Problem »
Reproduce the part of the text on digital evidence of technology-facilitated violence starting with "When a woman" and going on through "in civil court.", word for word.

Selected excerpt »
Women often possess digital evidence of technology-facilitated violence before knowing how the evidence can be used to hold perpetrators accountable. This evidence could be messages sent by the perpetrator, such as text messages on her phone, voice-mails sent by the perpetrator, or posts on her social media. It could also be evidence that she has been purposely collecting, such as screenshots of the abuse, photos of her injuries, or video recordings of the abusive behaviour. Often, women will collect this information to share with trusted people to tell them about the abuse, but some collect it in case they need it for a legal matter.
When a woman collects this type of information, she may be considering whether she will involve law enforcement to pursue criminal charges for technology-facilitated crimes. These crimes can include threats, criminal harassment, defamation, impersonation, coercion, extortion, the non-consensual distribution of intimate images, and voyeurism. She may also wish to preserve evidence for safekeeping in preparation for civil proceedings, such as applying for a family law protection order, engaging in guardianship and parental responsibility agreement hearings, enforcing her rights under privacy or copyright laws, or suing the perpetrator in civil court.

Entries provided »
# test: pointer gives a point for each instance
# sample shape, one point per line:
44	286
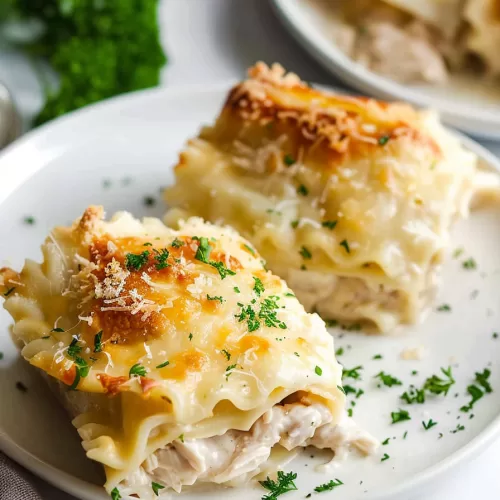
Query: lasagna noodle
215	340
349	199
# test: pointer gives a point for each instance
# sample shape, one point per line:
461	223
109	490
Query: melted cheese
215	339
328	186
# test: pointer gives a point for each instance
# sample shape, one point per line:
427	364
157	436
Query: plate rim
88	491
482	123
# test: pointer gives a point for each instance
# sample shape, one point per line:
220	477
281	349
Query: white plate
466	103
132	142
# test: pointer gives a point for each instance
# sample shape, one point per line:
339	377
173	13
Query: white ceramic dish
120	151
466	103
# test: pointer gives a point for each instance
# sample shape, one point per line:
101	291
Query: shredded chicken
237	455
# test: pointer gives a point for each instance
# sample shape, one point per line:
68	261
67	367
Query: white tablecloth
216	40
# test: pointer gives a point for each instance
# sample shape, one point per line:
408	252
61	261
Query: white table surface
216	40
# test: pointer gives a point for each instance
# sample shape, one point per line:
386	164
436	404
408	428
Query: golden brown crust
340	125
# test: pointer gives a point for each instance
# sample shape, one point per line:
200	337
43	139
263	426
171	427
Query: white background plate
466	103
132	142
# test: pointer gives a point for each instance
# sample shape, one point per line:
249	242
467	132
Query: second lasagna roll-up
181	358
351	200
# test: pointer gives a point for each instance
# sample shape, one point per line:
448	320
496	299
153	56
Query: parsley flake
284	483
400	416
156	487
328	486
345	244
136	261
428	425
138	370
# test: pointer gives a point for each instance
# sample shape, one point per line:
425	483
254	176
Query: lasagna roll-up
180	357
349	199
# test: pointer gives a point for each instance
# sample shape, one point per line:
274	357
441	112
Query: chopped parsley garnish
469	264
115	494
268	312
219	298
388	380
330	224
156	487
137	369
438	385
305	253
161	258
74	349
223	270
428	425
400	416
249	248
98	342
413	395
352	373
258	287
328	486
177	243
475	392
458	428
302	190
82	370
444	308
203	250
345	244
136	261
283	484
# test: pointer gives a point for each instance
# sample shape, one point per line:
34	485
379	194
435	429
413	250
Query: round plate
117	153
468	104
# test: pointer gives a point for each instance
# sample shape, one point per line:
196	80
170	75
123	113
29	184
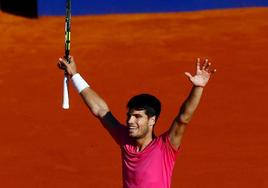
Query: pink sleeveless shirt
150	168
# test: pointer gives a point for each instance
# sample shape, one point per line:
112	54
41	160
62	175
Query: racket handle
65	103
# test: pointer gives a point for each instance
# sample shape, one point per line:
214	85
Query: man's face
139	124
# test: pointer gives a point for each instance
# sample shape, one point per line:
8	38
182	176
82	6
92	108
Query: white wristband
79	83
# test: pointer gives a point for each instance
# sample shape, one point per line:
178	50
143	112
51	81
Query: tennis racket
65	104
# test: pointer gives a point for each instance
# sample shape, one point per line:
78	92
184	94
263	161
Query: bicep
114	127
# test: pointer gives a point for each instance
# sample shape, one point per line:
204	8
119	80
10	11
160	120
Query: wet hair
147	102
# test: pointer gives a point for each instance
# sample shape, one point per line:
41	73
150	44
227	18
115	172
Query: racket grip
65	103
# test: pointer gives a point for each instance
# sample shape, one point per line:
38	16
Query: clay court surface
43	146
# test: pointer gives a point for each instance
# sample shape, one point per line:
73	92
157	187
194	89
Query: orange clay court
44	146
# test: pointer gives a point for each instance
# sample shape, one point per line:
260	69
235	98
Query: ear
152	121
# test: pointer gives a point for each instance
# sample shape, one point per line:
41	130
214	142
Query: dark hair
147	102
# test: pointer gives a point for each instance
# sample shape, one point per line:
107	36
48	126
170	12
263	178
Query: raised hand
203	73
69	68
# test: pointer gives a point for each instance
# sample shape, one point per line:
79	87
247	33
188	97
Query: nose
130	119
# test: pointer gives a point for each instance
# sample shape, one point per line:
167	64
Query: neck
141	143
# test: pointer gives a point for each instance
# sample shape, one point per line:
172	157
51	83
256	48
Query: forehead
136	112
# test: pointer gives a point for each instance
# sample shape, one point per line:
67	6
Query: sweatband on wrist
79	83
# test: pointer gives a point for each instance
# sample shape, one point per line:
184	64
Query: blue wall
80	7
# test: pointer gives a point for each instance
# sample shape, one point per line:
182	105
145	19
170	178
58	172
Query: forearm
94	102
190	104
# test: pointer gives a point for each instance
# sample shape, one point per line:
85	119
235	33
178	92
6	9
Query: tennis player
147	160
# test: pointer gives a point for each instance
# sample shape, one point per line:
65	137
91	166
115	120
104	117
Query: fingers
188	74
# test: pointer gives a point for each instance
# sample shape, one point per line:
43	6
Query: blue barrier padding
82	7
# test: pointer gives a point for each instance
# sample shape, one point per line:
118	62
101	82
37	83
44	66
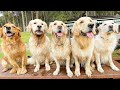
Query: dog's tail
30	61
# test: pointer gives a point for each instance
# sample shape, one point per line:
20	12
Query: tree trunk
37	14
23	20
26	18
32	15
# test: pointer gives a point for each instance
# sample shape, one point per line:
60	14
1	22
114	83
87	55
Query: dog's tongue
9	34
59	34
90	35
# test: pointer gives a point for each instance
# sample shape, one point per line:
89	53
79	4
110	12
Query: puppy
39	44
106	42
60	46
83	44
14	49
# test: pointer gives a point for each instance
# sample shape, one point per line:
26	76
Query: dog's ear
65	29
1	32
46	27
19	31
74	30
97	31
94	27
49	30
29	28
116	28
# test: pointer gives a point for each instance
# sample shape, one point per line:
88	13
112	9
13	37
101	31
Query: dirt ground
42	74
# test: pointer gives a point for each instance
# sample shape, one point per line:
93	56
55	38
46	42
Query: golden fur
39	44
14	50
60	46
82	45
106	41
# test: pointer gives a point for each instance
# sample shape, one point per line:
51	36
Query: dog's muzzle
38	32
9	33
59	33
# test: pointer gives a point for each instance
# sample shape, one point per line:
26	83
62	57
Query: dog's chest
60	52
104	46
38	49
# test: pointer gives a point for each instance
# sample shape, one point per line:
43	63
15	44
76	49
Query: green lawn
25	38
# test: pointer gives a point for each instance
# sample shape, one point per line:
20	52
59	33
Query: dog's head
37	27
9	30
58	28
84	26
108	27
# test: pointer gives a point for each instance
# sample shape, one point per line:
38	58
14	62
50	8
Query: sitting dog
14	49
60	46
39	44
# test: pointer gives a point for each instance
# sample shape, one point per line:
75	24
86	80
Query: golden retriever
13	48
60	46
83	44
106	41
39	44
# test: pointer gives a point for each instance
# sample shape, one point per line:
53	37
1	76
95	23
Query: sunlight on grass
25	38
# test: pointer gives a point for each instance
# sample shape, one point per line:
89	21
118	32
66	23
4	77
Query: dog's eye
13	26
54	23
81	21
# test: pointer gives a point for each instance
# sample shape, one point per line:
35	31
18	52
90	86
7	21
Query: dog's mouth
88	34
59	34
38	32
9	34
110	30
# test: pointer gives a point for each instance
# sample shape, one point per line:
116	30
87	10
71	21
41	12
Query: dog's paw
36	69
47	67
77	73
13	70
23	71
115	68
18	71
88	73
100	70
70	74
5	69
55	72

Solution »
When a woman collects this type of information, she may be considering whether she will involve law enforcement to pursue criminal charges for technology-facilitated crimes. These crimes can include threats, criminal harassment, defamation, impersonation, coercion, extortion, the non-consensual distribution of intimate images, and voyeurism. She may also wish to preserve evidence for safekeeping in preparation for civil proceedings, such as applying for a family law protection order, engaging in guardianship and parental responsibility agreement hearings, enforcing her rights under privacy or copyright laws, or suing the perpetrator in civil court.